** Work instructions **
Print each of the following records again with no changes.

** The data **
★ ★ ★ ★

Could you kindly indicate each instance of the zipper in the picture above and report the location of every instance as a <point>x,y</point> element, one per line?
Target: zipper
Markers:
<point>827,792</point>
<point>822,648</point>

★ ★ ★ ★

** Result for this exercise **
Could you kindly indicate each instance of the zipper in the picture above and report the location of every instance as a <point>x,y</point> element, one per line?
Target: zipper
Markers:
<point>827,792</point>
<point>822,648</point>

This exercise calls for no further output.